[Dataset entries]

** begin **

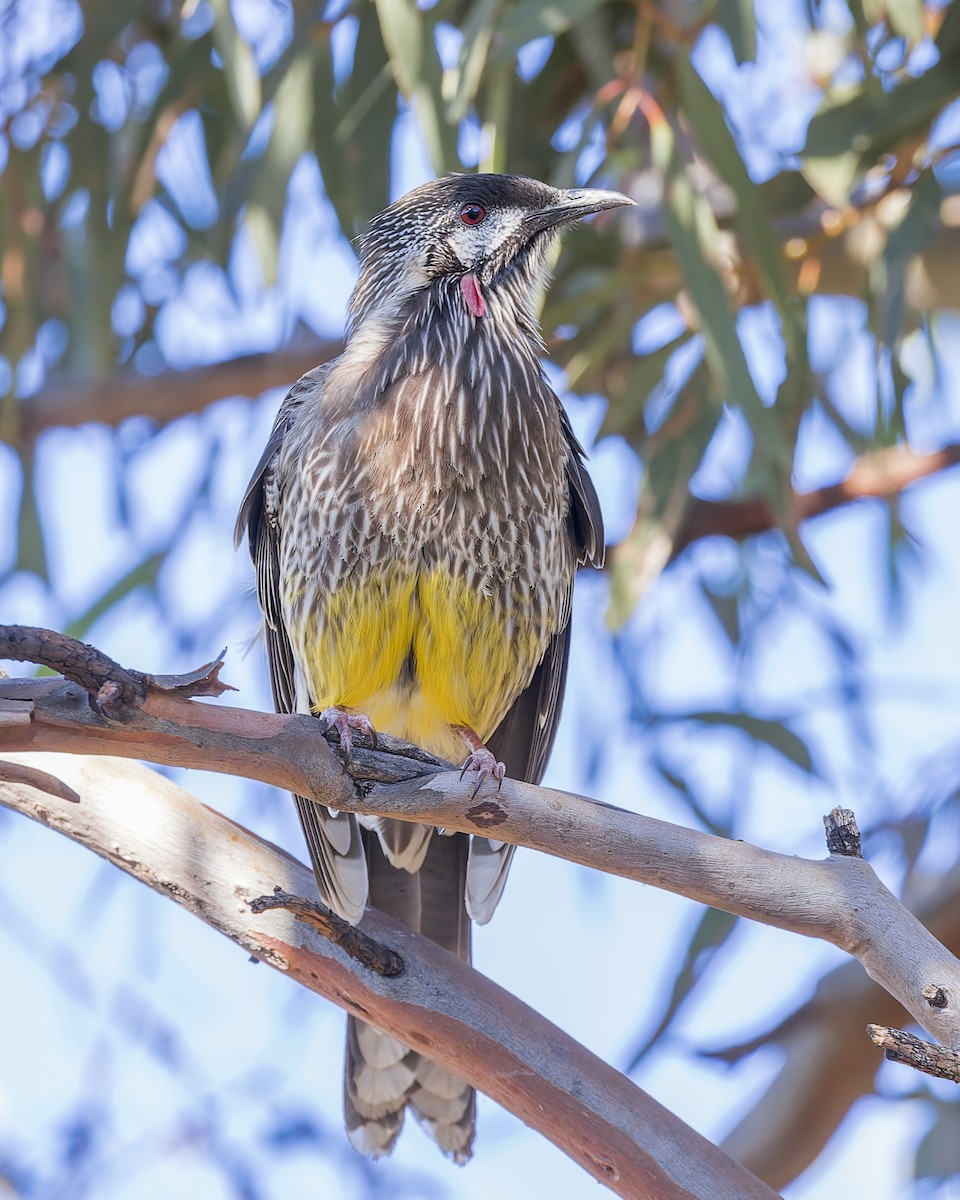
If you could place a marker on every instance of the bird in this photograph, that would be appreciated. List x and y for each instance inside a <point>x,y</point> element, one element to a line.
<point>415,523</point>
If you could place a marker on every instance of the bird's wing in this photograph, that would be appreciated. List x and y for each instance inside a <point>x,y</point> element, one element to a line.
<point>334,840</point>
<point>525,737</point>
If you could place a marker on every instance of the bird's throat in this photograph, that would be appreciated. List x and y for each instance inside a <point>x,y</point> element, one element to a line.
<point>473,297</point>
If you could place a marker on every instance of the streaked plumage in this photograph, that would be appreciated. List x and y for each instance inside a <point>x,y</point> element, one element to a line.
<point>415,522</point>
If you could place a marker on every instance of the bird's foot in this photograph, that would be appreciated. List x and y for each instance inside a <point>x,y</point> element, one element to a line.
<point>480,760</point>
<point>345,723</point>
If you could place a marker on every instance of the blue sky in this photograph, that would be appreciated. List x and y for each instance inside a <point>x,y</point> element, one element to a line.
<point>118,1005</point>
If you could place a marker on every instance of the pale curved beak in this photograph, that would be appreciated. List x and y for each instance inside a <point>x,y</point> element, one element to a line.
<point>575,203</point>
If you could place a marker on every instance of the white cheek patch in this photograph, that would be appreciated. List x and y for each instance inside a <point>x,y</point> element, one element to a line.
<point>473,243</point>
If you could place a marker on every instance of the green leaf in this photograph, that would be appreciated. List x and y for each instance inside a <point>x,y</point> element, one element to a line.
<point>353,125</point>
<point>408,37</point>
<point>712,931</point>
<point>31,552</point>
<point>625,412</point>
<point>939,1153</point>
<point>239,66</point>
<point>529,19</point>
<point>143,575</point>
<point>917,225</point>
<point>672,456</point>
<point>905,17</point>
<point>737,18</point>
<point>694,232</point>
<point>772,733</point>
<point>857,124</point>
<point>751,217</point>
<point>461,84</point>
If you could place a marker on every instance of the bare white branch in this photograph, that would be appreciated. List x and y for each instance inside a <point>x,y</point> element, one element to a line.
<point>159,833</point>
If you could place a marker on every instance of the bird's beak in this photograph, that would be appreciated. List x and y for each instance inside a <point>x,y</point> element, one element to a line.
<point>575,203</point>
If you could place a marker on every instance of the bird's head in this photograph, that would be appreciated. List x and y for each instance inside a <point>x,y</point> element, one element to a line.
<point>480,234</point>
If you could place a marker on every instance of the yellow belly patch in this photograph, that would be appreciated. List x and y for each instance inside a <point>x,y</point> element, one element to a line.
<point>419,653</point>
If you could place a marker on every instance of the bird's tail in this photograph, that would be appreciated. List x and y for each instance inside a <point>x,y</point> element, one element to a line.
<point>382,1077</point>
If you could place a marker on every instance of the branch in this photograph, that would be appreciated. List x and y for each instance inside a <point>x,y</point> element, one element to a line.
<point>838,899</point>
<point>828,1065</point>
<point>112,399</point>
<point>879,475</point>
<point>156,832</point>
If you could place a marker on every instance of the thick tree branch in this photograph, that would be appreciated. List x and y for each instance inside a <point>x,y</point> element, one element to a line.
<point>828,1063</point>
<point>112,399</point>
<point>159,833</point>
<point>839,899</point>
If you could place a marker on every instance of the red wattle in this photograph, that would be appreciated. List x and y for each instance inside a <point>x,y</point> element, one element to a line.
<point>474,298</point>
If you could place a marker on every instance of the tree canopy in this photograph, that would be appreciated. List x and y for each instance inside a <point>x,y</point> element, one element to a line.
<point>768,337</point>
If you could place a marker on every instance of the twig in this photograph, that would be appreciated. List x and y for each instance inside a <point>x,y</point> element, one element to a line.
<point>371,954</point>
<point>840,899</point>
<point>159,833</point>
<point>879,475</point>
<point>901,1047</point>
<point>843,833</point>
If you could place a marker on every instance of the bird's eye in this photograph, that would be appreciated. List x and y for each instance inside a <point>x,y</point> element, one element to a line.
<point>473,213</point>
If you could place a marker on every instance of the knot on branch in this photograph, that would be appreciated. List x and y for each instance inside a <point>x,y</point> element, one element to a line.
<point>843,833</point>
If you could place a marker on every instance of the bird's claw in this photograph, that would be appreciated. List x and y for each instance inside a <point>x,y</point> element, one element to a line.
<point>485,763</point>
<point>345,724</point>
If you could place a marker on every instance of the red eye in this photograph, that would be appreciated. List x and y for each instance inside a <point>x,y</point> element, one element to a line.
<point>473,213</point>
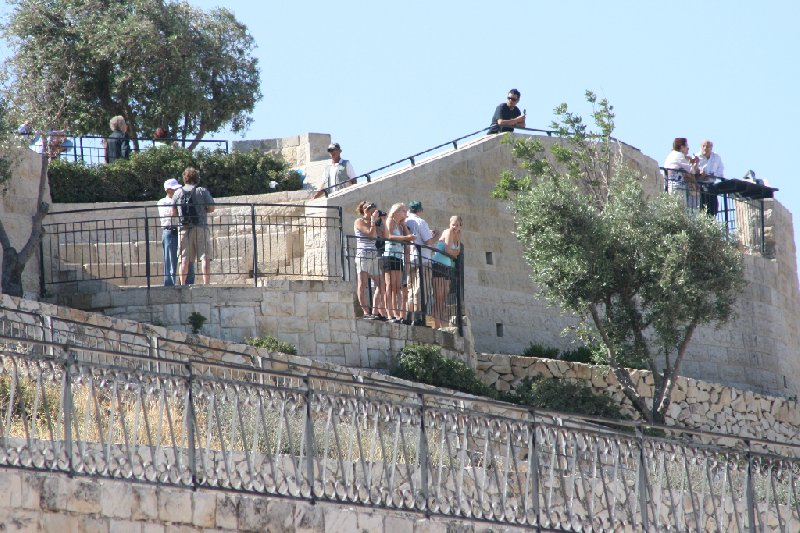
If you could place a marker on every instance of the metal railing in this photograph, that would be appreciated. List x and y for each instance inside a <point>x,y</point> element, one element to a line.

** end **

**Description of the task:** Write out everything in the listing above, from its start down to the line that contains "<point>415,523</point>", and shift every point coordinate in the answers by -86. Leave the pictures out.

**Correct response:**
If you could place a marker on every instance of the bird in this photograph, that would be appreciated. List x and y for each instance inside a <point>x,y</point> element, one element to a line.
<point>329,437</point>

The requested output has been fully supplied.